(Point labeling examples)

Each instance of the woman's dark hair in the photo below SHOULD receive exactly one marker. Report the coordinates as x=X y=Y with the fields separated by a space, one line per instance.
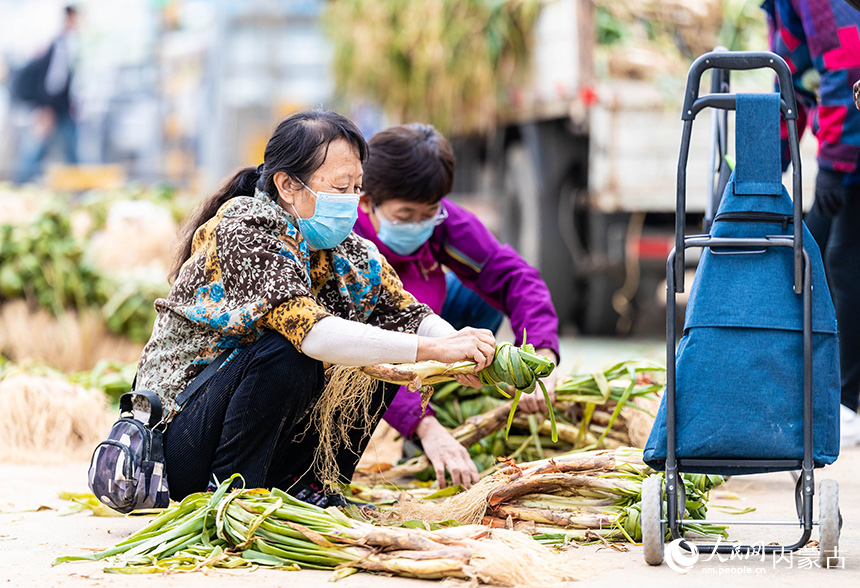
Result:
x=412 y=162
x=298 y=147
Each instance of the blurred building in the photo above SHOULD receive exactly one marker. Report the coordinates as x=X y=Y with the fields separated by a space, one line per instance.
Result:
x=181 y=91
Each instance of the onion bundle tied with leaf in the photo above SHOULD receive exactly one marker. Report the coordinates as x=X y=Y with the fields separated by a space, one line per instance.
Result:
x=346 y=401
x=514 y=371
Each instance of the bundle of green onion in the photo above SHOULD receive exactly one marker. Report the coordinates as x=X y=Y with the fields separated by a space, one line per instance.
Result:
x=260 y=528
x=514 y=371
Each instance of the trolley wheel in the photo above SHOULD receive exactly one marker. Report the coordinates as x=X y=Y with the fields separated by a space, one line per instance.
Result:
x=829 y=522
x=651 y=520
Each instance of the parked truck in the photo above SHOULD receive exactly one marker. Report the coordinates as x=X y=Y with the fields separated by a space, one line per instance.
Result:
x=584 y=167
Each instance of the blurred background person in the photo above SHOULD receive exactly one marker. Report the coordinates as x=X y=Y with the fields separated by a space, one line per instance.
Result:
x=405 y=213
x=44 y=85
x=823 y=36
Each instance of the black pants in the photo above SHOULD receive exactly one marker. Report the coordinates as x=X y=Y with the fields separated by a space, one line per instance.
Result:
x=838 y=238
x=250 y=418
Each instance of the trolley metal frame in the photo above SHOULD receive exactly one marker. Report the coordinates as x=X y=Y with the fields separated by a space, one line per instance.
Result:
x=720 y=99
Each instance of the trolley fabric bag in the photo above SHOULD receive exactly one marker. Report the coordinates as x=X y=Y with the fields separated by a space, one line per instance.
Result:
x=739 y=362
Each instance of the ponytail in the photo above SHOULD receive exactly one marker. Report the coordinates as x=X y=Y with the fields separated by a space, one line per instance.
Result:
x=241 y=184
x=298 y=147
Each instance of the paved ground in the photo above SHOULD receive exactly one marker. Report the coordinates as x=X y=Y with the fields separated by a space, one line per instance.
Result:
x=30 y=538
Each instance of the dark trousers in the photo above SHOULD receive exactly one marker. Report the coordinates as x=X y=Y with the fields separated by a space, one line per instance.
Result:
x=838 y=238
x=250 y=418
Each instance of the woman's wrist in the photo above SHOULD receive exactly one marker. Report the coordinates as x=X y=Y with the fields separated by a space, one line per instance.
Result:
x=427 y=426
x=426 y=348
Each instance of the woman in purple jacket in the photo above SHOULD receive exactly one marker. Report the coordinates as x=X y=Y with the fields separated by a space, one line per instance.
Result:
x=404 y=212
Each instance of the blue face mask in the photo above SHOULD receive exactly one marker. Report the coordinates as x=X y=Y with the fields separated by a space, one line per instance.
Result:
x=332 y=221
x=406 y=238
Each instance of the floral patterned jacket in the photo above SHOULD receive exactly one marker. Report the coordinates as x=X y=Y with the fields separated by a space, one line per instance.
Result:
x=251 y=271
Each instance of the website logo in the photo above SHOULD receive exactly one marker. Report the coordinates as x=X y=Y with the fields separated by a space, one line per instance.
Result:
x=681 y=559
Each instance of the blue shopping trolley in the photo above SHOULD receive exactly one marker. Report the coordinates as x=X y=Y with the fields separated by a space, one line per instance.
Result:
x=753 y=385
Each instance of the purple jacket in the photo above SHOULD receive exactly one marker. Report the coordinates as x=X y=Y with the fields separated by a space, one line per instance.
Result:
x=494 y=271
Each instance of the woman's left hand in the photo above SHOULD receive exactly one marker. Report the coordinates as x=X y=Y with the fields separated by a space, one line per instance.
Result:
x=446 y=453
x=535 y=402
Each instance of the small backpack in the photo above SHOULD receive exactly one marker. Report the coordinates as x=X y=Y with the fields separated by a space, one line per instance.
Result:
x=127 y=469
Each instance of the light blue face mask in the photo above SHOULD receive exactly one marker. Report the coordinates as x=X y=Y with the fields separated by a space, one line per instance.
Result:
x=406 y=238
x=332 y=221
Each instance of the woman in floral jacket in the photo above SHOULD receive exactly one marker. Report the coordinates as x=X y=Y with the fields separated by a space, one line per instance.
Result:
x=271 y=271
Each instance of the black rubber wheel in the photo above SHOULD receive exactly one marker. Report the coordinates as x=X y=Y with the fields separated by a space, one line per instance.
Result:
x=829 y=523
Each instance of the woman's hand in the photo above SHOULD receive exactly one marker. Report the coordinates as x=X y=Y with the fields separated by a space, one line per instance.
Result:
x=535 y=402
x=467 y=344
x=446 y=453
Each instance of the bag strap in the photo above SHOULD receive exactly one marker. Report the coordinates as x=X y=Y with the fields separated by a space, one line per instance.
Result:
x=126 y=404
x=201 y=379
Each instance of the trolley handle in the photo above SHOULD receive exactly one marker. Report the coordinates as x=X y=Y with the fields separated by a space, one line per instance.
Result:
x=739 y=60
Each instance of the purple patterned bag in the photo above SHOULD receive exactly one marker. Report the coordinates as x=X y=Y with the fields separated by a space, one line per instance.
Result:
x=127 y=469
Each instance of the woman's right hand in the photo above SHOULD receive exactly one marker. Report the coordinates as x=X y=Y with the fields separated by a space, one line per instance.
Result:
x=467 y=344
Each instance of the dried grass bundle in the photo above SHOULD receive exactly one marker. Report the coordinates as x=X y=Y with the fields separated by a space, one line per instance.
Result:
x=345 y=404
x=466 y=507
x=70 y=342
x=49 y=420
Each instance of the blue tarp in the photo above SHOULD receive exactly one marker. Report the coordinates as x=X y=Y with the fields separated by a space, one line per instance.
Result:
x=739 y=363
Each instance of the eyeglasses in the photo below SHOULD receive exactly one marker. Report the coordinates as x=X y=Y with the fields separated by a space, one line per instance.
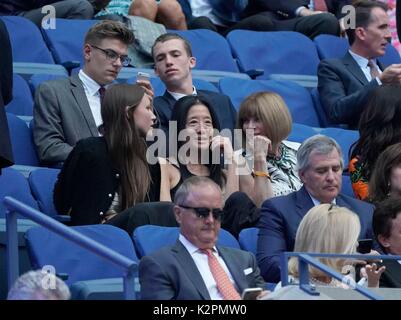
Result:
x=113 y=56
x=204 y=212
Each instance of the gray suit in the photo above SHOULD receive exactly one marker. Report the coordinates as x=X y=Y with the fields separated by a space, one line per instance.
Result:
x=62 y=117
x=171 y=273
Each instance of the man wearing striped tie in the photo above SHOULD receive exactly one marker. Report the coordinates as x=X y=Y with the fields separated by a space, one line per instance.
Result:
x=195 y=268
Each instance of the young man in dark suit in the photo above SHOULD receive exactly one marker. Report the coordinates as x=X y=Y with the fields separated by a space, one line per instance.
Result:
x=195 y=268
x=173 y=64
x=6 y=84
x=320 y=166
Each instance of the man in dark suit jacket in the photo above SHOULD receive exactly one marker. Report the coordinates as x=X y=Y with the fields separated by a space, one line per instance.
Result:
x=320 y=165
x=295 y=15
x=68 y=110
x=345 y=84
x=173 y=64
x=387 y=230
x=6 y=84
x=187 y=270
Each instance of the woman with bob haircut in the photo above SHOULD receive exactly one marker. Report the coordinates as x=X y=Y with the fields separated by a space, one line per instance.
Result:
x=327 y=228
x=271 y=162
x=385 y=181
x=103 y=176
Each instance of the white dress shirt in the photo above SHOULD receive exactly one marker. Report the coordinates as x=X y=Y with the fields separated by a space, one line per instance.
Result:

**Prompt**
What do the lines above say from the line containing "Each instance of the blue tarp" through the last line? Quote them exactly, both ends included, and leave out the pictures.

**Full output**
Each instance of the blue tarp in the photo above SHOULD receive exactly one marker. Report the coordinates as x=X y=Y with the fields separated by a space, one line per instance.
Result:
x=739 y=363
Each instance of the eyeglasses in the photo below SHOULD receive exactly one marker. Report the coordinates as x=X y=Y with the fields separated by a space, one line per instance.
Result:
x=113 y=56
x=204 y=212
Each instance of the gray suit in the photo above SHOULD receive exactly one marker. Report the coordinates as x=X y=Y with the fields separated by a space, one line per instance.
Result:
x=62 y=117
x=171 y=273
Each instance of the man wearing striped tie in the photo above SHOULD receive exactly one marker. Report the coordinates as x=X y=Y with the fields separated by a space, one line per instance.
Result:
x=195 y=268
Each instance of the young man in dark suit in the photo above SHOULD receive exactly one marker. Report the coordinates as x=X y=Y with the fields separated by a space, one line per instance.
Result:
x=195 y=268
x=173 y=64
x=6 y=84
x=320 y=166
Each instance of the man in dark suit jacket in the photo above SHOULD receive exactly one marker. Report the coordinates as x=X y=Y with the fields separated by a space, one line per instance.
Result:
x=320 y=165
x=295 y=15
x=68 y=110
x=345 y=84
x=173 y=64
x=387 y=230
x=6 y=84
x=187 y=270
Each instance of the woman with bob haircut in the photo above SHOULD receive exactly one marker. Report the coordinates as x=X y=Y with the fields separated by a space, one line per instance.
Result:
x=327 y=228
x=271 y=162
x=385 y=181
x=103 y=176
Each instance of the white dress shirt in the photo above SHOULD receive exactly one marker. Report the coordinates as x=X y=Y with the fields separated by a space, one line per instance.
Result:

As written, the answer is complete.